■ **Instructions to follow**: Copy the listing below from the line containing "the metal scaffolding." through the end of the listing, requests included, and adjust every coordinate in the answers by -57. Leave the pictures out of your copy.

■ **Source records**:

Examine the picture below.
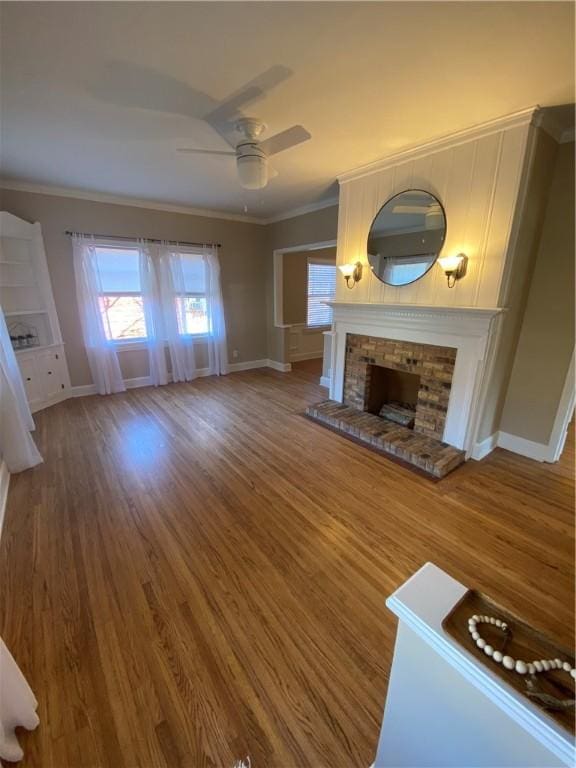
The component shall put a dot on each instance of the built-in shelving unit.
(27, 302)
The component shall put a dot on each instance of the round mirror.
(406, 237)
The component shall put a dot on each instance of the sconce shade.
(450, 263)
(454, 267)
(352, 273)
(347, 269)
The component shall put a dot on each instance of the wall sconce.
(454, 267)
(352, 273)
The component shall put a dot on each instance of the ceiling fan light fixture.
(252, 171)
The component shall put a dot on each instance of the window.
(121, 301)
(321, 288)
(191, 305)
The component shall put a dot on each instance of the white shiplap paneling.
(477, 180)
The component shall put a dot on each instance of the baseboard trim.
(296, 357)
(4, 483)
(84, 390)
(248, 366)
(484, 447)
(282, 367)
(528, 448)
(515, 444)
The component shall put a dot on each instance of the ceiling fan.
(252, 154)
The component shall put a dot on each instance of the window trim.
(141, 342)
(318, 261)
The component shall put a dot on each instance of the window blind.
(321, 288)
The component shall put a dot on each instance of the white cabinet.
(28, 305)
(44, 375)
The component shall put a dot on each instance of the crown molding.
(302, 210)
(134, 202)
(153, 205)
(523, 117)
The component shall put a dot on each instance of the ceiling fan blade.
(285, 139)
(230, 109)
(225, 152)
(223, 116)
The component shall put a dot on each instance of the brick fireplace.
(379, 371)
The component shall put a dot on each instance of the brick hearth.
(434, 365)
(426, 453)
(421, 446)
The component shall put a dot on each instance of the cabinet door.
(50, 370)
(31, 378)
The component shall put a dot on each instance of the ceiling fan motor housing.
(252, 164)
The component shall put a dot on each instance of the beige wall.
(317, 227)
(295, 283)
(546, 339)
(243, 260)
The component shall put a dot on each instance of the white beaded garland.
(519, 666)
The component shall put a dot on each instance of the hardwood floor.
(197, 572)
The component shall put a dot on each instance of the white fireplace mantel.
(469, 330)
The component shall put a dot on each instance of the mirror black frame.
(411, 189)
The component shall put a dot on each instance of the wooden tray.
(525, 643)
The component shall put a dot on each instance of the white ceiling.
(98, 96)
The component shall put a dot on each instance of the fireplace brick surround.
(433, 364)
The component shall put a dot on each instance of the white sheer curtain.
(172, 287)
(101, 352)
(217, 345)
(152, 300)
(17, 706)
(17, 447)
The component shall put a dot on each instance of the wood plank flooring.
(198, 572)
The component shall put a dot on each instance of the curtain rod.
(135, 239)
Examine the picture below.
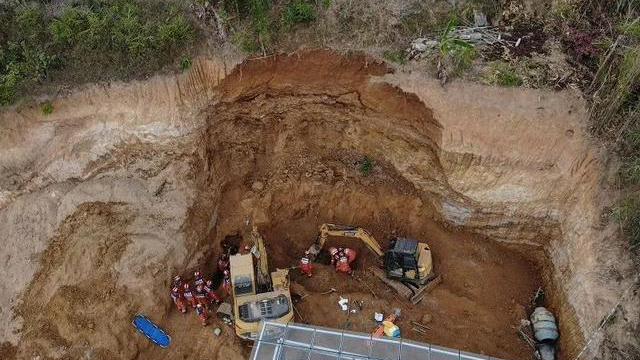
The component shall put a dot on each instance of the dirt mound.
(106, 203)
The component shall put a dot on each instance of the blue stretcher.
(151, 330)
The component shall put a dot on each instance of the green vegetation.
(87, 42)
(615, 108)
(628, 212)
(396, 56)
(298, 11)
(561, 9)
(47, 107)
(631, 27)
(504, 74)
(456, 52)
(366, 165)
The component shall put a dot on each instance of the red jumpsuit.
(202, 314)
(345, 260)
(201, 295)
(211, 294)
(188, 294)
(198, 280)
(306, 266)
(226, 283)
(223, 265)
(178, 299)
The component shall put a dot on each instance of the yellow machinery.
(406, 261)
(265, 296)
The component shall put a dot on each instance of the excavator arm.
(327, 230)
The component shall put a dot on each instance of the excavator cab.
(408, 260)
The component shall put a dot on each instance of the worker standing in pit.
(223, 263)
(306, 266)
(347, 256)
(201, 311)
(179, 300)
(335, 255)
(177, 283)
(211, 294)
(226, 282)
(197, 278)
(201, 295)
(188, 295)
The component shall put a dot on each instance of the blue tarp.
(151, 330)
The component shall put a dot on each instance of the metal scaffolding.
(304, 342)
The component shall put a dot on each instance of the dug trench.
(489, 178)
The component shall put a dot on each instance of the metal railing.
(291, 341)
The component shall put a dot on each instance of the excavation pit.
(131, 194)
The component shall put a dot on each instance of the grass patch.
(87, 41)
(562, 9)
(628, 212)
(504, 74)
(461, 58)
(366, 165)
(396, 56)
(298, 12)
(631, 27)
(185, 63)
(47, 108)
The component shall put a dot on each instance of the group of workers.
(200, 293)
(341, 258)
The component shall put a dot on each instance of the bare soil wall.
(124, 186)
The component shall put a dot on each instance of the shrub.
(396, 56)
(298, 11)
(47, 107)
(88, 42)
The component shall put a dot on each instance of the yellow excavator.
(265, 296)
(408, 265)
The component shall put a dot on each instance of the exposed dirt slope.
(123, 187)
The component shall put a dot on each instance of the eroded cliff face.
(122, 187)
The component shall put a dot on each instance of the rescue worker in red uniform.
(306, 266)
(201, 295)
(211, 294)
(201, 311)
(197, 278)
(179, 300)
(188, 295)
(336, 254)
(226, 282)
(343, 265)
(223, 263)
(177, 282)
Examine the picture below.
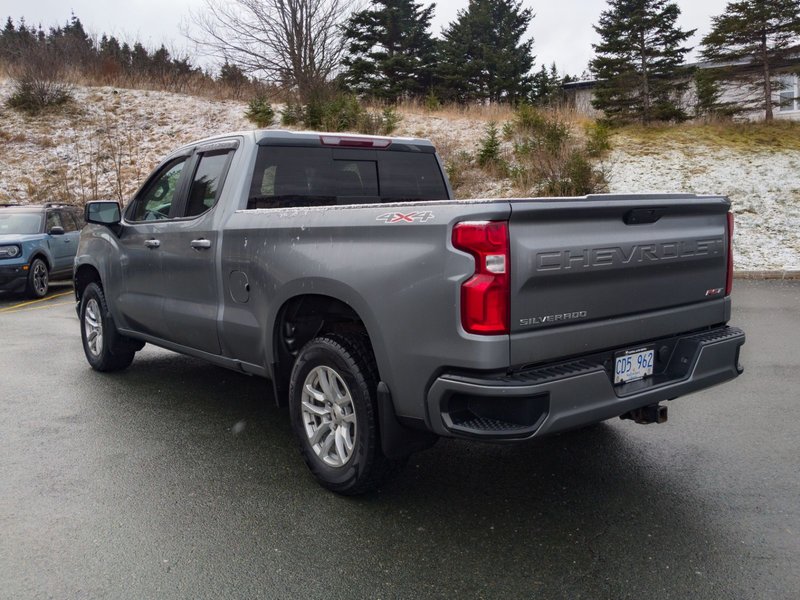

■ **Correct result**:
The component shall put a dot on each instance of the metal scaffolding.
(247, 285)
The component shall put a dot on each instance of the dug trench.
(432, 121)
The component shall put a dot on each instance of the metal railing.
(234, 284)
The component shall put a dot on each instance of the excavation pit.
(74, 137)
The component shall put a dot on each instance of the grass patch.
(30, -16)
(505, -48)
(571, 155)
(447, 17)
(404, 1)
(309, 108)
(339, -1)
(241, -45)
(574, -30)
(128, 6)
(-10, 51)
The component shall put a dot on each instance of the group of workers.
(143, 236)
(284, 201)
The component shall put a dot on each instance of the bare soil wall.
(67, 129)
The component shall put a dot on each instance of the shrub.
(339, -1)
(241, -46)
(-10, 50)
(31, -15)
The component shall put a dot on each instance of the yellow excavator.
(208, 239)
(351, 208)
The component shall put a dot on each instance of the exposed dirt slope.
(66, 130)
The component shall put a dot on each instance of the eroded cliff face.
(65, 130)
The component shall put a dot on each instance of the rescue worker in red uniform.
(249, 209)
(144, 238)
(154, 237)
(144, 254)
(140, 221)
(122, 243)
(131, 238)
(279, 197)
(169, 225)
(286, 208)
(166, 206)
(120, 225)
Examine the picture below.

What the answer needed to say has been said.